- _Excerto selecionado_
Foi mais ou menos depois da estreia do documentário I Am Not Your Negro – Não Sou o Teu Negro (2016), de Raoul Peck, pela Midas Filmes, que se deu o fenómeno. Através desse filme, que se baseia num manuscrito inacabado do autor sobre três figuras centrais da luta afro-americana – Medgar Evers, Malcolm X e Martin Luther King –, a essência do seu pensamento foi recuperada e trouxe uma lufada de ar fresco ao panorama. De repente, havia algo de “novo” a ser dito sobre a grande questão americana.
Pouco depois de I Am Not Your Negro, a Alfaguara começou o que parece ser uma operação editorial tempestiva: publicou o romance Se Esta Rua Falasse (de 1974), entretanto adaptado ao cinema por Barry Jenkins, seguiu-se Se o Disseres na Montanha (o primeiro título de Baldwin, de 1953), O Quarto de Giovanni (de 1956), e agora chega-nos a prosa ensaística Da PróximaVez, o Fogo, em jeito de pré-comemoração do centenário do escritor, que se assinala no próximo ano. Até no filme Crónicas de França (2021), de Wes Anderson, a personagem de Jeffrey Wright é assumidamente inspirada em James Baldwin...

- _Extratos das linhas_

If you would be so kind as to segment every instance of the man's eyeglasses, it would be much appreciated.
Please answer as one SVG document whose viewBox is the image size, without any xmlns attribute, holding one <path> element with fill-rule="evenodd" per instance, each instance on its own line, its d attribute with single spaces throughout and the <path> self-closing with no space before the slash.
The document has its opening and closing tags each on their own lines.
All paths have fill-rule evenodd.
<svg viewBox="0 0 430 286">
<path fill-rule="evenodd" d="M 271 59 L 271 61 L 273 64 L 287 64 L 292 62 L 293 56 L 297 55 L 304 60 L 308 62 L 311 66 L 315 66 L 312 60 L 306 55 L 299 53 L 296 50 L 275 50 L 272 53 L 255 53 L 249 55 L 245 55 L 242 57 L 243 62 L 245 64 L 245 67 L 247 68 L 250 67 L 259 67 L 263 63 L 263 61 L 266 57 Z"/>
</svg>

- _Exercícios_
- A) Reescreva a parte do excerto sobre James Baldwin que abre com as palavras "Foi mais ou" e fecha com "grande questão americana.", trocando "lufada de ar fresco" por "renovação".
- B) Segundo o excerto sobre James Baldwin, em que contexto chega agora a prosa ensaística publicada pela Alfaguara? Responda em uma a três frases.

- _Respostas por número_
- A)
Foi mais ou menos depois da estreia do documentário I Am Not Your Negro – Não Sou o Teu Negro (2016), de Raoul Peck, pela Midas Filmes, que se deu o fenómeno. Através desse filme, que se baseia num manuscrito inacabado do autor sobre três figuras centrais da luta afro-americana – Medgar Evers, Malcolm X e Martin Luther King –, a essência do seu pensamento foi recuperada e trouxe uma renovação ao panorama. De repente, havia algo de “novo” a ser dito sobre a grande questão americana.

- B) Chega em jeito de pré-comemoração do centenário do escritor, que se assinala no próximo ano.